*** Opening of Passage to read ***

Behemoth the King of All Animals is a terrifying beast and an apparent powerhouse in the Yu-Gi-Oh world. At least, it seems tough, especially with Mad Dog of Darkness cowering behind it in Behemoth's card art: if you squint hard enough you can just pick out its face peeking out from behind a cliff.

I think Mad Dog of Darkness is being a little too cautious here: Behemoth is often a punching bag for weaker Beast monsters, as shown in Cross Counter, Duck Dummy, and Setuppercut.

Machine Hero Mecha-Dog

Mad Dog of Darkness and Mecha-Dog Marron share virtually identical poses, and of course the same color coat and name tag. They differ in just about every other sense: Mecha-Dog Marron a committed protector and brave fighter at the behest of his owner, and his self-sacrifice might end up saving his owner one day.

Its protective program is known as Half Guard, an anime-only trap card that appeared in Yu-Gi-Oh! ZEXAL. The pairing of a protective trap with a monster that wants to be destroyed is a little odd from a gameplay perspective, but it makes more sense in the context of the lore. Mecha-Dog Marron designed to be a loyal guardian, not full-time bait for spells like Fissure.

*** Close of Passage to read ***
*** Opening of Material provided ***

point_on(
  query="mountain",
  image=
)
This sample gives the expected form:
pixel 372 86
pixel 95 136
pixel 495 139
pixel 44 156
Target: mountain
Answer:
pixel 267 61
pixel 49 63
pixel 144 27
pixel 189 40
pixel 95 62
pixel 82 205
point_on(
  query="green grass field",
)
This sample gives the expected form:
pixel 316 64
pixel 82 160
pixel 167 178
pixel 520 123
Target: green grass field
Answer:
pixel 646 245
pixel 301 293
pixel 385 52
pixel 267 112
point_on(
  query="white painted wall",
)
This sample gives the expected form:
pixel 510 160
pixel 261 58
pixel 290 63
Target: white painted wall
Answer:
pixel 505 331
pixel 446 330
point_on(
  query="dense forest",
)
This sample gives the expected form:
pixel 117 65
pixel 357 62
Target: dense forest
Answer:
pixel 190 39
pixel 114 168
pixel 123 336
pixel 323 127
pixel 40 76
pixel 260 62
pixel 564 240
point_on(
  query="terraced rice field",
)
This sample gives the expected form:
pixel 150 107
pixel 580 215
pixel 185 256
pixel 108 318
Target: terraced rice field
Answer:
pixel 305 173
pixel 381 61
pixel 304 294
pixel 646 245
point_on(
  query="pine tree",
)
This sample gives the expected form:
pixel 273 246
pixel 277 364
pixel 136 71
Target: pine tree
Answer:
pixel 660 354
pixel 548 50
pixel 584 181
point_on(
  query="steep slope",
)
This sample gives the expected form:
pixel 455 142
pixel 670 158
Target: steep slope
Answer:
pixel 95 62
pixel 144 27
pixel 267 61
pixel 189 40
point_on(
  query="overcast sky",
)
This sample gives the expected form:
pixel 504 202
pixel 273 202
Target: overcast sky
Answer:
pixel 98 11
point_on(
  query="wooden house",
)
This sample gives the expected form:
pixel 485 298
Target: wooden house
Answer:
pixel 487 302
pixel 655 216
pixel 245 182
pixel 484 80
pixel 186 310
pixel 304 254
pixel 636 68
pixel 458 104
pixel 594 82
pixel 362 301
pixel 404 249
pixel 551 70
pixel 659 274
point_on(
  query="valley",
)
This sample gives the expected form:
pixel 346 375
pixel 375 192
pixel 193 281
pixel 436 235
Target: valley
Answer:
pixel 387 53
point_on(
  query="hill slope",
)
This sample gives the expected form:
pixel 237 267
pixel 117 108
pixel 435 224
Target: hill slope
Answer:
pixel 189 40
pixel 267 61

*** Close of Material provided ***

> _Study questions_:
**A.** From the Yu-Gi-Oh card passage, duplicate the words starting at "Mad Dog of Darkness and" and ending at "owner one day.".
**B.** Answer these questions using the Yu-Gi-Oh card passage:
(i) Which three cards are cited as showing Behemoth as a punching bag for weaker Beast monsters?
(ii) In Behemoth's card art, what does Mad Dog of Darkness peek out from behind?
(iii) What anime-only trap card is named as Mecha-Dog Marron's protective program?

> _Answers to the exercises_:
**A.**
Mad Dog of Darkness and Mecha-Dog Marron share virtually identical poses, and of course the same color coat and name tag. They differ in just about every other sense: Mecha-Dog Marron a committed protector and brave fighter at the behest of his owner, and his self-sacrifice might end up saving his owner one day.

**B.**
(i) Cross Counter, Duck Dummy, and Setuppercut
(ii) A cliff
(iii) Half Guard